[Coordinate annotation records]
□ □ □

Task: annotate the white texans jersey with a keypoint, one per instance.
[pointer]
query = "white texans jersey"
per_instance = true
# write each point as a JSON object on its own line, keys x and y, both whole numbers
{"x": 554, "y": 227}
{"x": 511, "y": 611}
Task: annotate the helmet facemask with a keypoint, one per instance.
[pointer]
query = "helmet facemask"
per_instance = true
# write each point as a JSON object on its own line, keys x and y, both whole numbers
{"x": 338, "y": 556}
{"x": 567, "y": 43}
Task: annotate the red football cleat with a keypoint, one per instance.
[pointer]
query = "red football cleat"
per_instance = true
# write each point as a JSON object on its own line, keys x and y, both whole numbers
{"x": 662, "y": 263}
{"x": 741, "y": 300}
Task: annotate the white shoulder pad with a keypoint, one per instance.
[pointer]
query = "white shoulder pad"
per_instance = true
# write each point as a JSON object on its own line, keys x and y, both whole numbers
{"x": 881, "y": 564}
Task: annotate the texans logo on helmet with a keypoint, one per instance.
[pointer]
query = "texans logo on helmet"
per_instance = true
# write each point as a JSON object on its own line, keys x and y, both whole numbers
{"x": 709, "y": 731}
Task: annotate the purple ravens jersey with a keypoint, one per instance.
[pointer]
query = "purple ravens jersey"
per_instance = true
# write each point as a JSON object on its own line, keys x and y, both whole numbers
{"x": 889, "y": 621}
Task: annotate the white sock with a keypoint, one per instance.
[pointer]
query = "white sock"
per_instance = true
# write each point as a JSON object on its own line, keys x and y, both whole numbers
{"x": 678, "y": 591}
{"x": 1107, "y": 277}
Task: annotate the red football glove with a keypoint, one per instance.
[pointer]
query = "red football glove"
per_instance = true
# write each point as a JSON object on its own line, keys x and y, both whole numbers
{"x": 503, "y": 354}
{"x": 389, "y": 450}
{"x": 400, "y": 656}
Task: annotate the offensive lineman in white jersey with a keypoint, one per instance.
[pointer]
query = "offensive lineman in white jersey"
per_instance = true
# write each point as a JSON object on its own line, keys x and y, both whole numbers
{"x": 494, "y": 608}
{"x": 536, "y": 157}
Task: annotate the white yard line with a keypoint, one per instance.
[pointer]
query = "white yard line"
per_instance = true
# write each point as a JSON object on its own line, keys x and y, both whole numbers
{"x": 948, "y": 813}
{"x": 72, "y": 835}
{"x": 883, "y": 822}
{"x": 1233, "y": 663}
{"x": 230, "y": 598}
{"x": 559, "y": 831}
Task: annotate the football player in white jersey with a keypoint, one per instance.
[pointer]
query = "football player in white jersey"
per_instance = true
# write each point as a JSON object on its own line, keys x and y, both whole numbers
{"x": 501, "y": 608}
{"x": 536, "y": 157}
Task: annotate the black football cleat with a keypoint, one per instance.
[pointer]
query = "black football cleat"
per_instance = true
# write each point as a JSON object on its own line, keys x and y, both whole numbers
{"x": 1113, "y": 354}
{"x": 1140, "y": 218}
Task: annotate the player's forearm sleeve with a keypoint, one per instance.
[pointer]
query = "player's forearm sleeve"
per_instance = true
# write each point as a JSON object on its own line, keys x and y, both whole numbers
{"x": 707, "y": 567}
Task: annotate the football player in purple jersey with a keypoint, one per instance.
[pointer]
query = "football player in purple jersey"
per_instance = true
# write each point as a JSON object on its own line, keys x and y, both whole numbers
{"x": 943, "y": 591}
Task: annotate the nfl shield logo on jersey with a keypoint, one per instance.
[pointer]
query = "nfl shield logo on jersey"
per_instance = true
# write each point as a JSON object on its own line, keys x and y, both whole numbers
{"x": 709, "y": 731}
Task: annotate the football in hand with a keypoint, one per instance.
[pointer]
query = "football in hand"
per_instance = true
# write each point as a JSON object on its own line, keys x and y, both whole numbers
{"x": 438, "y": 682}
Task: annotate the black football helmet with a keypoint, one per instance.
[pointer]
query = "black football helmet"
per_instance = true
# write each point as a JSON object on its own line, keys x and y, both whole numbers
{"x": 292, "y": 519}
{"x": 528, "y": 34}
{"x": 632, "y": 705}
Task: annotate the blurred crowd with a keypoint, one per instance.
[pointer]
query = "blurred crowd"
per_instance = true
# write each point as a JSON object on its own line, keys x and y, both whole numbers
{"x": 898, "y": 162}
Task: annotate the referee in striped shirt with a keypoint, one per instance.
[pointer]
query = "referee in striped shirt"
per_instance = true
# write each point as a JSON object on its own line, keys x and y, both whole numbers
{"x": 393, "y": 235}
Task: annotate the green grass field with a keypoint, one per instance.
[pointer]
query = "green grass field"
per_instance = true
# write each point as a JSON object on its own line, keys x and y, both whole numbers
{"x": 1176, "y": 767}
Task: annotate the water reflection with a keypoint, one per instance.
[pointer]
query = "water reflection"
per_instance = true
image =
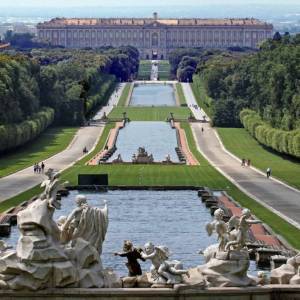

□ □ □

▶ OBJECTIVE
Please reproduce all of the records above line for line, without changing anything, and leave the pictures out.

▶ THE REPLY
Task: annotate the white texans jersey with a keypoint, one per instance.
[pointer]
query = "white texans jersey"
per_instance = true
# write each point as a JSON object on its own line, keys x and y, both whole numbers
{"x": 554, "y": 227}
{"x": 511, "y": 611}
Task: annotate the helmet facemask with a keypoint, one per instance.
[pointer]
query = "helmet facemask"
per_instance = true
# write each point as a JSON object on its own line, keys x and y, both whole numbers
{"x": 338, "y": 556}
{"x": 567, "y": 43}
Task: annotate the red football cleat with a keypoint, one per instance.
[pointer]
query = "red football cleat"
per_instance = true
# write each point as a JSON object on its own line, keys x and y, both whole numbers
{"x": 662, "y": 263}
{"x": 741, "y": 300}
Task: annotate the white shoulder pad with a keypoint, one per instance.
[pointer]
query = "white shoulder pad"
per_instance = true
# write each point as a JSON object on its own line, keys x and y, both whole numbers
{"x": 881, "y": 564}
Task: annotate the texans logo on helmet with a keypoint, one per instance.
[pointer]
query = "texans logo on helmet"
per_instance = true
# write each point as a JSON object on its own line, keys x and y, both whole numbers
{"x": 709, "y": 731}
Task: annotate the purple ravens jersey with a keypoint, one per instance.
[pointer]
query = "purple ravens jersey"
per_instance = true
# write each point as a JSON object on its own line, keys x and y, both whole numbers
{"x": 889, "y": 621}
Task: annotate the white sock with a keypoint, one per instance.
[pointer]
query = "white sock"
per_instance = true
# write each point as a JSON object on its own line, keys x and y, both whole numbers
{"x": 678, "y": 591}
{"x": 1107, "y": 277}
Task: annotate the red football glove with a keypoint, one per instance.
[pointer]
query = "red football glove"
per_instance = true
# write each point as a JSON object on its own line, keys x and y, both whole numbers
{"x": 503, "y": 354}
{"x": 389, "y": 450}
{"x": 400, "y": 656}
Task: annotate the offensive lineman in white jersey with a keypoint, one per instance.
[pointer]
query = "offensive lineman in white jersey"
per_instance = true
# write each point as a JSON object on its own line, keys x and y, both whole numbers
{"x": 494, "y": 608}
{"x": 536, "y": 157}
Task: annotate the white yard line with a keypoint, one per instance.
[pointer]
query = "white yard line"
per_instance = true
# write each point as a JSON object on its own line, keys x and y, both whole numbers
{"x": 948, "y": 813}
{"x": 72, "y": 835}
{"x": 883, "y": 822}
{"x": 1233, "y": 663}
{"x": 230, "y": 598}
{"x": 559, "y": 831}
Task: annotate the football player in white jersey with a keypoint, one per instance.
[pointer]
query = "football player in white jersey"
per_instance = true
# write each point as a JSON object on its own line, keys x and y, both whole numbers
{"x": 501, "y": 608}
{"x": 536, "y": 157}
Task: annotate the black football cleat with a keypoint, one per instance.
[pointer]
query = "black football cleat"
per_instance = true
# write each point as a JSON object on its own line, keys x and y, both whole numbers
{"x": 1113, "y": 354}
{"x": 1140, "y": 218}
Task: annotate the player's forearm sleeve with a keypoint, one per instance.
[pointer]
query = "player's forearm sleeve"
per_instance = true
# write each point as a JSON object on its own line, keys x and y, both whole numbers
{"x": 707, "y": 567}
Task: annotate the football player in purple jersey with a keypoint, one per instance.
[pointer]
query = "football player in purple jersey"
per_instance = true
# write each point as a JSON object on its own line, keys x and y, both whole numbers
{"x": 943, "y": 591}
Task: annotate the nfl shield logo on jersey with a keypoint, one per instance.
[pointer]
query = "nfl shield logo on jersey"
per_instance = true
# write each point as a JSON object on its own line, keys x and y, both whole numbers
{"x": 709, "y": 731}
Task: annotate the football in hand with a keypoint, one per instance.
[pointer]
query = "football in hand"
per_instance = true
# write each point as a JSON object on its own line, keys x and y, both whole numbers
{"x": 438, "y": 682}
Task: annotate the black football helmet with a keypoint, one per instance.
[pointer]
query = "black football helmet"
per_instance = true
# write each point as a JSON object on its own line, keys x and y, both whole numbers
{"x": 292, "y": 519}
{"x": 528, "y": 34}
{"x": 632, "y": 705}
Task: annotate the blurred crowd with a keypoint, one per instance.
[pointer]
query = "blurred crowd"
per_instance = true
# write each point as a JSON object on its own line, keys x and y, both whole numbers
{"x": 898, "y": 162}
Task: annotate the referee in striped shirt with a keypoint, one per instance.
[pointer]
query = "referee in striped shirt"
per_instance = true
# write each point as a JSON object on its own line, keys x and y, both whole numbers
{"x": 393, "y": 235}
Task: annotate the green grass field with a keypoint, one per instance.
[pointer]
query = "green grass field"
per_instance = true
# write each point as a JSON object on its own line, keys x and y, both whole numbers
{"x": 1176, "y": 767}
Task: annotate the water reflection with a keypoint, one per instance.
[pointer]
query = "water reflection"
per_instance = true
image =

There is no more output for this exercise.